EXTRACTED DATA Block Start

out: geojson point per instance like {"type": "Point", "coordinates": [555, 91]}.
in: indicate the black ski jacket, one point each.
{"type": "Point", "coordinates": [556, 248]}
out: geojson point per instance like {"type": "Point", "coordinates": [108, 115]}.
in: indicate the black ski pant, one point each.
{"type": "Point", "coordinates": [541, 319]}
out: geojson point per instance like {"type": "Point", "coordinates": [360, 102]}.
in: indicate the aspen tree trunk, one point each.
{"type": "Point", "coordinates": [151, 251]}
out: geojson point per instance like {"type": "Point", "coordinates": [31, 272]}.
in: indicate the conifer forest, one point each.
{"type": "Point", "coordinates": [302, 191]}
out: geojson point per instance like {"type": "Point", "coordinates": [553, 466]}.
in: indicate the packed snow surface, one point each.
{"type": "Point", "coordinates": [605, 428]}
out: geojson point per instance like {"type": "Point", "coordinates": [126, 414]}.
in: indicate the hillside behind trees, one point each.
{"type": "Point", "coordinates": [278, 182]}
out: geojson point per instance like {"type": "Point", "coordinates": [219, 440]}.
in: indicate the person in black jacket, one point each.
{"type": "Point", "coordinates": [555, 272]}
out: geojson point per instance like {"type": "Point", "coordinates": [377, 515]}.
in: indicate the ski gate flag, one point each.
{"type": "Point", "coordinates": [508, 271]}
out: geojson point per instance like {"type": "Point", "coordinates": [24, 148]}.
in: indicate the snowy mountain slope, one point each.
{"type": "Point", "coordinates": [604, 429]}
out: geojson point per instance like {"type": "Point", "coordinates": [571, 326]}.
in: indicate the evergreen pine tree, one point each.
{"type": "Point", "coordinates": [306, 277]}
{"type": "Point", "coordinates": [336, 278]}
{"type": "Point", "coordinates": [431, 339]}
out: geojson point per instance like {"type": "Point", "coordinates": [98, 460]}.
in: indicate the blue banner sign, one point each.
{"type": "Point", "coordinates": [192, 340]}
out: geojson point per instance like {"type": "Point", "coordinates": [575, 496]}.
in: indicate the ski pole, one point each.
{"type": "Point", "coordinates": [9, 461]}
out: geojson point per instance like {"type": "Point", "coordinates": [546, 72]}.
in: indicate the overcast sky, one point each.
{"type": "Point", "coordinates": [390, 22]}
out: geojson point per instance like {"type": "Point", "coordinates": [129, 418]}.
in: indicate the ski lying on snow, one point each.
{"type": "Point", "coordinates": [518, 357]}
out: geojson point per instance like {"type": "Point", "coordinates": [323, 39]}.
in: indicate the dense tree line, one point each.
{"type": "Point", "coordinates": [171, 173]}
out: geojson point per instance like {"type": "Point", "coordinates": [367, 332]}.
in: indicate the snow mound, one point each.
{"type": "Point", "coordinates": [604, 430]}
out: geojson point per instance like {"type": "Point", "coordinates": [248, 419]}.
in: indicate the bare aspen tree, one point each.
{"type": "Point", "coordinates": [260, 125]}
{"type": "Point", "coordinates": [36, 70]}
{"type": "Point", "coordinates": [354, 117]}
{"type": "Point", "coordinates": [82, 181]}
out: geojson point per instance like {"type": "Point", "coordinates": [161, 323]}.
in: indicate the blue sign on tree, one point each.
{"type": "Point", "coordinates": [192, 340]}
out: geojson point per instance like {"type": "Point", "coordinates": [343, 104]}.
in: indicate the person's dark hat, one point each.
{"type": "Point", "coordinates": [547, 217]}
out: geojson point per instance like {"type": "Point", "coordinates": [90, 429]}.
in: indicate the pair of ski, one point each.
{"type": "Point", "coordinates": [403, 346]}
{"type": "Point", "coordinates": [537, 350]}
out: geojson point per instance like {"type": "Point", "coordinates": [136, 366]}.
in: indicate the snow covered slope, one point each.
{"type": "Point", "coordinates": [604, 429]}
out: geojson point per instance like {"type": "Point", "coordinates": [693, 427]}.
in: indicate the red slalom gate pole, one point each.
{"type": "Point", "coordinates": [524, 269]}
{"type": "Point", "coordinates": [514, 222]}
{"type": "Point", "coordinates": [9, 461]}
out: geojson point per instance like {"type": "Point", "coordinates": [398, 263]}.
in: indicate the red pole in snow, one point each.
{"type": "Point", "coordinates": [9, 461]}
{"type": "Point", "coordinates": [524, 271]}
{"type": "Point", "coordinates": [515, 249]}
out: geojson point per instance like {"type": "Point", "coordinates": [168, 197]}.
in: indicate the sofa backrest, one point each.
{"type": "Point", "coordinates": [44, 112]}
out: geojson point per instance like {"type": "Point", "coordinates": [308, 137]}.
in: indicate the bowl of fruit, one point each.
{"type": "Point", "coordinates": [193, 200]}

EXTRACTED DATA Block End

» WORK ITEM:
The whole listing, restated word for word, is the expected answer.

» EXERCISE ANSWER:
out: geojson point per instance like {"type": "Point", "coordinates": [555, 91]}.
in: indicate the black ski jacket, one point each.
{"type": "Point", "coordinates": [556, 248]}
out: geojson point per instance like {"type": "Point", "coordinates": [108, 115]}.
in: indicate the black ski pant, one point each.
{"type": "Point", "coordinates": [541, 319]}
out: geojson point per instance like {"type": "Point", "coordinates": [360, 102]}.
in: indicate the aspen tree trunk, one point each.
{"type": "Point", "coordinates": [151, 251]}
out: geojson point per instance like {"type": "Point", "coordinates": [31, 272]}.
in: indicate the conifer forest, one point each.
{"type": "Point", "coordinates": [302, 191]}
out: geojson point per instance like {"type": "Point", "coordinates": [553, 466]}.
in: indicate the packed snow surface, one point each.
{"type": "Point", "coordinates": [605, 428]}
out: geojson point per instance like {"type": "Point", "coordinates": [126, 414]}.
in: indicate the hillside behind trees, one point each.
{"type": "Point", "coordinates": [278, 182]}
out: geojson point per instance like {"type": "Point", "coordinates": [219, 440]}.
in: indicate the person in black jacket, one point each.
{"type": "Point", "coordinates": [555, 272]}
out: geojson point per instance like {"type": "Point", "coordinates": [377, 515]}.
in: indicate the ski gate flag, one point each.
{"type": "Point", "coordinates": [508, 271]}
out: geojson point per instance like {"type": "Point", "coordinates": [24, 148]}.
in: indicate the snowy mountain slope, one point each.
{"type": "Point", "coordinates": [604, 429]}
out: geojson point per instance like {"type": "Point", "coordinates": [571, 326]}.
in: indicate the evergreen pine tree, one point each.
{"type": "Point", "coordinates": [306, 277]}
{"type": "Point", "coordinates": [336, 278]}
{"type": "Point", "coordinates": [431, 339]}
out: geojson point per instance like {"type": "Point", "coordinates": [98, 460]}.
in: indicate the blue banner sign, one point each.
{"type": "Point", "coordinates": [192, 340]}
out: geojson point per instance like {"type": "Point", "coordinates": [575, 496]}.
in: indicate the ski pole, one point each.
{"type": "Point", "coordinates": [9, 461]}
out: geojson point per instance like {"type": "Point", "coordinates": [546, 72]}.
in: indicate the overcast sky, one point each.
{"type": "Point", "coordinates": [390, 22]}
out: geojson point per instance like {"type": "Point", "coordinates": [129, 418]}.
in: indicate the ski lying on snow, one point each.
{"type": "Point", "coordinates": [518, 357]}
out: geojson point per instance like {"type": "Point", "coordinates": [323, 39]}.
in: indicate the dense tree line, one point each.
{"type": "Point", "coordinates": [171, 173]}
out: geojson point per instance like {"type": "Point", "coordinates": [367, 332]}.
in: indicate the snow mound, one point each.
{"type": "Point", "coordinates": [604, 430]}
out: geojson point per instance like {"type": "Point", "coordinates": [248, 419]}.
in: indicate the bare aspen tree, one point each.
{"type": "Point", "coordinates": [260, 125]}
{"type": "Point", "coordinates": [36, 70]}
{"type": "Point", "coordinates": [354, 117]}
{"type": "Point", "coordinates": [82, 181]}
out: geojson point per instance like {"type": "Point", "coordinates": [161, 323]}.
in: indicate the blue sign on tree, one point each.
{"type": "Point", "coordinates": [192, 340]}
out: geojson point per instance like {"type": "Point", "coordinates": [343, 104]}.
in: indicate the person's dark hat, one point each.
{"type": "Point", "coordinates": [547, 217]}
out: geojson point per instance like {"type": "Point", "coordinates": [90, 429]}.
in: indicate the pair of ski, one point each.
{"type": "Point", "coordinates": [403, 346]}
{"type": "Point", "coordinates": [537, 350]}
out: geojson point per instance like {"type": "Point", "coordinates": [136, 366]}.
in: indicate the snow covered slope, one point each.
{"type": "Point", "coordinates": [604, 429]}
out: geojson point per instance like {"type": "Point", "coordinates": [693, 427]}.
in: indicate the red slalom gate pole, one point each.
{"type": "Point", "coordinates": [524, 269]}
{"type": "Point", "coordinates": [514, 222]}
{"type": "Point", "coordinates": [9, 461]}
out: geojson point per instance like {"type": "Point", "coordinates": [398, 263]}.
in: indicate the red pole in snow, one point each.
{"type": "Point", "coordinates": [9, 461]}
{"type": "Point", "coordinates": [524, 271]}
{"type": "Point", "coordinates": [515, 249]}
out: geojson point per instance like {"type": "Point", "coordinates": [168, 197]}.
in: indicate the sofa backrest, one point each.
{"type": "Point", "coordinates": [44, 112]}
out: geojson point per instance like {"type": "Point", "coordinates": [308, 137]}.
in: indicate the bowl of fruit, one point each.
{"type": "Point", "coordinates": [193, 200]}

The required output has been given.